> **EXERCISE TASK**
Render every line of the items below as a JSON list of strings, one string per line, with blank lines omitted.

> **DATASET**
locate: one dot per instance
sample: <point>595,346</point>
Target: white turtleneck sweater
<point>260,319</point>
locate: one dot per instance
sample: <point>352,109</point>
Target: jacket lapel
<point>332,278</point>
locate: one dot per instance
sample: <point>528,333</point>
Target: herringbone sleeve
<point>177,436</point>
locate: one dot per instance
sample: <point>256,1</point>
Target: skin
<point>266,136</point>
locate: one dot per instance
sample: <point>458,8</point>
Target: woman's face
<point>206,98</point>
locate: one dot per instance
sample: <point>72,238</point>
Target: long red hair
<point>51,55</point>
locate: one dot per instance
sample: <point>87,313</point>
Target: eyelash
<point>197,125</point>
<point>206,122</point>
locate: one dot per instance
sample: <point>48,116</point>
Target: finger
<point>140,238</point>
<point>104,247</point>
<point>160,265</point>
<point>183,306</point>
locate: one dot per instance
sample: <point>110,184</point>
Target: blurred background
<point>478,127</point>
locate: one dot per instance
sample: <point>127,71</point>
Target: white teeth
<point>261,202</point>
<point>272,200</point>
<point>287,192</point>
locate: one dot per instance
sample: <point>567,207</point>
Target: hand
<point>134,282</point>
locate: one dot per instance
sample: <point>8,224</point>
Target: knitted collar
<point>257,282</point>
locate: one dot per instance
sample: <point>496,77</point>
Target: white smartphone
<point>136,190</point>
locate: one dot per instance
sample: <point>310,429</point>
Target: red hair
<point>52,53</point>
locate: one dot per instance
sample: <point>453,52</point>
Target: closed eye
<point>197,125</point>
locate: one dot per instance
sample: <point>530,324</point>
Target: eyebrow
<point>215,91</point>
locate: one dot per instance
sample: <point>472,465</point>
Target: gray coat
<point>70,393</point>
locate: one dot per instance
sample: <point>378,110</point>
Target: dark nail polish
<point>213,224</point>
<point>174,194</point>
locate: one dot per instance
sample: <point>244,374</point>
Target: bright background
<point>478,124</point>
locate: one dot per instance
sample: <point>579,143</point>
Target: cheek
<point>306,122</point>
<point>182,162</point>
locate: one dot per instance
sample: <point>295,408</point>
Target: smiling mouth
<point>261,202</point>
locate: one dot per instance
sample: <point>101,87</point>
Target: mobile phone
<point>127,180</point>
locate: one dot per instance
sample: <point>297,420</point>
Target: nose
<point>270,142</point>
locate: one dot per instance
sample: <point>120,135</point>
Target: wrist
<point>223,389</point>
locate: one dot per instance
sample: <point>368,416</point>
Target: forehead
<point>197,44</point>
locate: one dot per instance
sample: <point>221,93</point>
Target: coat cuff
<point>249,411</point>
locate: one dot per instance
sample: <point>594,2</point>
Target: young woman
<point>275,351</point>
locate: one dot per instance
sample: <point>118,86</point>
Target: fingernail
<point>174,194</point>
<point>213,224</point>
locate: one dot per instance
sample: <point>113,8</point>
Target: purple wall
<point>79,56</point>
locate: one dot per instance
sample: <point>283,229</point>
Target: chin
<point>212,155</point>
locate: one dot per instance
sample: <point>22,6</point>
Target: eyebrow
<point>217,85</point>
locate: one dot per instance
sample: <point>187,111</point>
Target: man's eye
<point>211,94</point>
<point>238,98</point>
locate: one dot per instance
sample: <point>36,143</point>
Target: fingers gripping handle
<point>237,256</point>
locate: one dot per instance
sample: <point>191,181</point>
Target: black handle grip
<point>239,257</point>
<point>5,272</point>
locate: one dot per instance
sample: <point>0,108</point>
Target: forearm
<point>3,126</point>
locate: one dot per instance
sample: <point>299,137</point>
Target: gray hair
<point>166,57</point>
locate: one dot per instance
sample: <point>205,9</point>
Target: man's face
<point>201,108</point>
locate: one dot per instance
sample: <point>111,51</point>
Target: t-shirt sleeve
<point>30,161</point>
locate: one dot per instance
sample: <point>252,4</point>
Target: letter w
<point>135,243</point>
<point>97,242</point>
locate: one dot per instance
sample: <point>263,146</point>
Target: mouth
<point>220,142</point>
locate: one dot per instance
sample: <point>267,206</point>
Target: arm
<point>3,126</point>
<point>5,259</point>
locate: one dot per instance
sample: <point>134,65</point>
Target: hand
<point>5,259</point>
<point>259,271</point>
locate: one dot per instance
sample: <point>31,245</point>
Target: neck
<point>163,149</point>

> **OUTPUT OF THE TASK**
[
  "locate: one dot per instance",
  "sample: <point>595,346</point>",
  "Target: white turtleneck sweater",
  "<point>260,319</point>",
  "locate: one dot per instance",
  "sample: <point>352,109</point>",
  "Target: jacket lapel",
  "<point>332,278</point>",
  "locate: one dot per instance",
  "sample: <point>528,333</point>",
  "Target: herringbone sleeve",
  "<point>177,436</point>",
  "locate: one dot per instance",
  "sample: <point>256,1</point>",
  "Target: skin",
  "<point>266,136</point>",
  "locate: one dot per instance",
  "sample: <point>458,8</point>",
  "Target: woman's face",
  "<point>206,98</point>",
  "locate: one dot per instance",
  "sample: <point>72,238</point>",
  "Target: long red hair",
  "<point>51,55</point>",
  "locate: one dot per instance",
  "sample: <point>87,313</point>",
  "Target: eyelash",
  "<point>197,125</point>",
  "<point>206,122</point>",
  "locate: one dot per instance",
  "sample: <point>48,116</point>",
  "Target: finger",
  "<point>140,238</point>",
  "<point>104,247</point>",
  "<point>160,265</point>",
  "<point>183,306</point>",
  "locate: one dot per instance",
  "sample: <point>110,184</point>",
  "Target: blurred background",
  "<point>478,127</point>",
  "locate: one dot per instance",
  "sample: <point>127,71</point>",
  "Target: white teeth",
  "<point>261,202</point>",
  "<point>272,200</point>",
  "<point>287,192</point>",
  "locate: one dot per instance",
  "sample: <point>567,207</point>",
  "Target: hand",
  "<point>134,282</point>",
  "locate: one dot per instance",
  "sample: <point>8,224</point>",
  "Target: knitted collar",
  "<point>257,282</point>",
  "locate: one dot per instance",
  "sample: <point>496,77</point>",
  "Target: white smartphone",
  "<point>136,190</point>",
  "locate: one dot per instance",
  "sample: <point>310,429</point>",
  "Target: red hair",
  "<point>52,53</point>",
  "locate: one dot per instance",
  "sample: <point>453,52</point>",
  "Target: closed eye",
  "<point>197,125</point>",
  "locate: one dot per instance",
  "sample: <point>530,324</point>",
  "Target: eyebrow",
  "<point>215,91</point>",
  "locate: one dot per instance",
  "sample: <point>472,465</point>",
  "Target: gray coat",
  "<point>70,393</point>",
  "locate: one dot per instance",
  "sample: <point>378,110</point>",
  "Target: dark nail polish",
  "<point>213,224</point>",
  "<point>174,194</point>",
  "locate: one dot per instance",
  "sample: <point>244,374</point>",
  "Target: bright background",
  "<point>478,124</point>",
  "locate: one dot per instance",
  "sample: <point>579,143</point>",
  "Target: cheek",
  "<point>306,122</point>",
  "<point>182,162</point>",
  "locate: one dot per instance",
  "sample: <point>295,408</point>",
  "Target: smiling mouth",
  "<point>261,202</point>",
  "locate: one dot per instance",
  "sample: <point>101,87</point>",
  "Target: mobile phone",
  "<point>127,180</point>",
  "locate: one dot per instance",
  "sample: <point>297,420</point>",
  "Target: nose",
  "<point>270,142</point>",
  "locate: one dot per instance",
  "sample: <point>120,135</point>",
  "Target: wrist",
  "<point>223,389</point>",
  "locate: one dot per instance",
  "sample: <point>368,416</point>",
  "Target: forehead",
  "<point>197,44</point>",
  "locate: one dot per instance",
  "sample: <point>221,93</point>",
  "Target: coat cuff",
  "<point>249,411</point>",
  "locate: one dot per instance",
  "sample: <point>594,2</point>",
  "Target: young woman",
  "<point>275,351</point>",
  "locate: one dot per instance",
  "sample: <point>118,86</point>",
  "Target: fingernail",
  "<point>174,194</point>",
  "<point>213,224</point>",
  "locate: one dot per instance",
  "sample: <point>113,8</point>",
  "Target: purple wall",
  "<point>79,56</point>",
  "locate: one dot per instance",
  "sample: <point>283,229</point>",
  "Target: chin",
  "<point>212,155</point>",
  "locate: one dot per instance",
  "sample: <point>22,6</point>",
  "Target: eyebrow",
  "<point>217,85</point>",
  "locate: one dot per instance",
  "sample: <point>187,111</point>",
  "Target: man's eye",
  "<point>211,94</point>",
  "<point>238,98</point>",
  "locate: one dot per instance",
  "sample: <point>36,143</point>",
  "Target: fingers gripping handle",
  "<point>237,256</point>",
  "locate: one dot per instance",
  "sample: <point>191,181</point>",
  "Target: black handle grip",
  "<point>239,257</point>",
  "<point>5,272</point>",
  "locate: one dot per instance",
  "sample: <point>0,108</point>",
  "Target: forearm",
  "<point>3,126</point>",
  "locate: one dot per instance",
  "sample: <point>299,137</point>",
  "Target: gray hair",
  "<point>166,57</point>",
  "locate: one dot per instance",
  "sample: <point>205,9</point>",
  "Target: man's face",
  "<point>201,108</point>",
  "locate: one dot per instance",
  "sample: <point>111,51</point>",
  "Target: t-shirt sleeve",
  "<point>30,161</point>",
  "locate: one dot per instance",
  "sample: <point>252,4</point>",
  "Target: letter w",
  "<point>135,243</point>",
  "<point>97,242</point>",
  "locate: one dot per instance",
  "sample: <point>263,146</point>",
  "Target: mouth",
  "<point>220,142</point>",
  "locate: one dot per instance",
  "sample: <point>267,206</point>",
  "Target: arm",
  "<point>3,126</point>",
  "<point>5,259</point>",
  "locate: one dot per instance",
  "sample: <point>134,65</point>",
  "Target: hand",
  "<point>5,259</point>",
  "<point>259,271</point>",
  "locate: one dot per instance",
  "sample: <point>31,245</point>",
  "Target: neck",
  "<point>163,149</point>"
]